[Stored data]

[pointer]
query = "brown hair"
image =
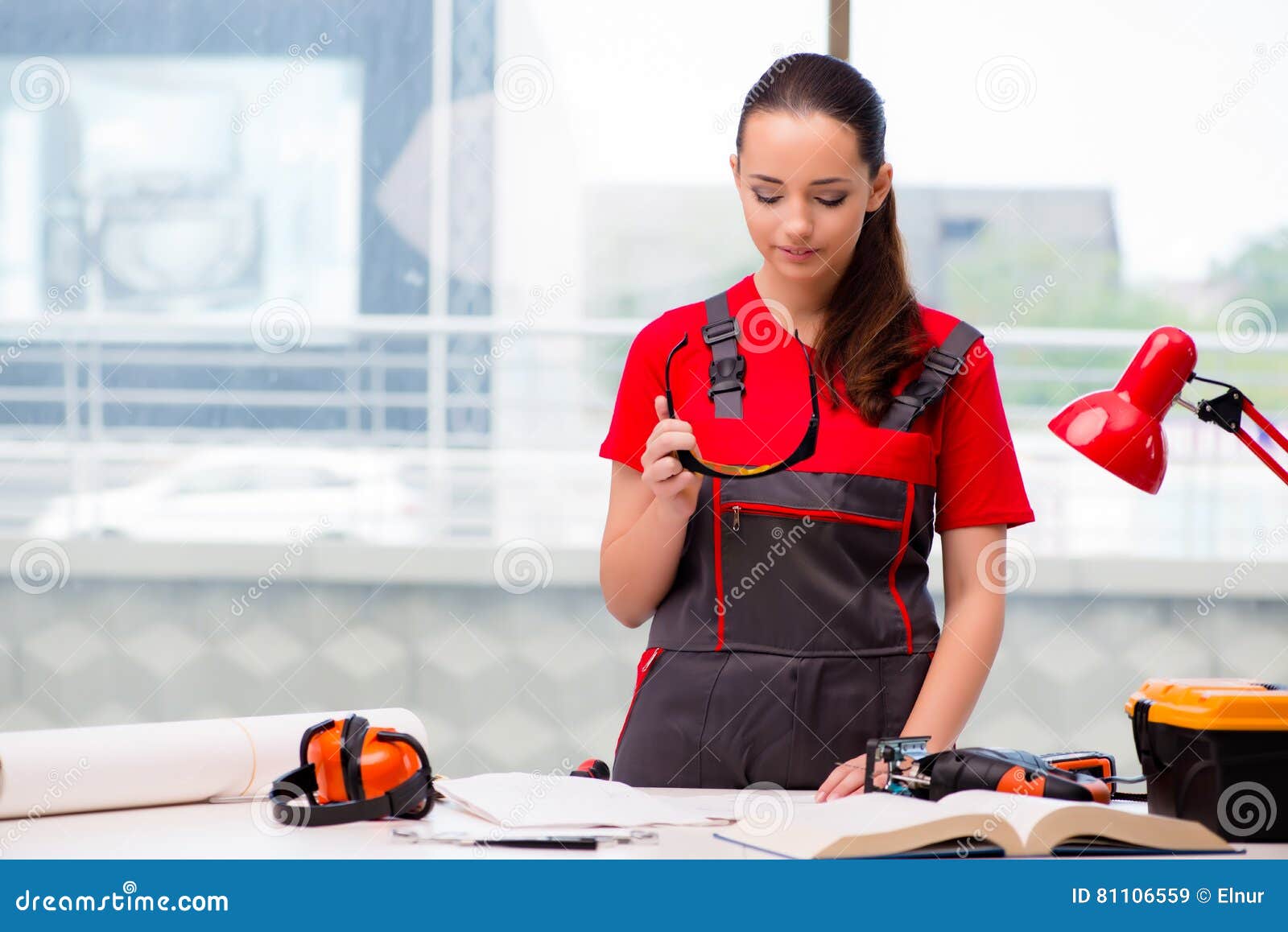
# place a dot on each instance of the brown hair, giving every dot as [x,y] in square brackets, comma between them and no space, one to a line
[873,328]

**Exercise aim:** Repeat each entry exactly as it appears; skip any picture.

**Response area:**
[pointer]
query = "brown hair"
image =
# place a dot on each instance of the brown hair, giving every dot as [x,y] in square brackets, comma between them and no space, one to a line
[873,328]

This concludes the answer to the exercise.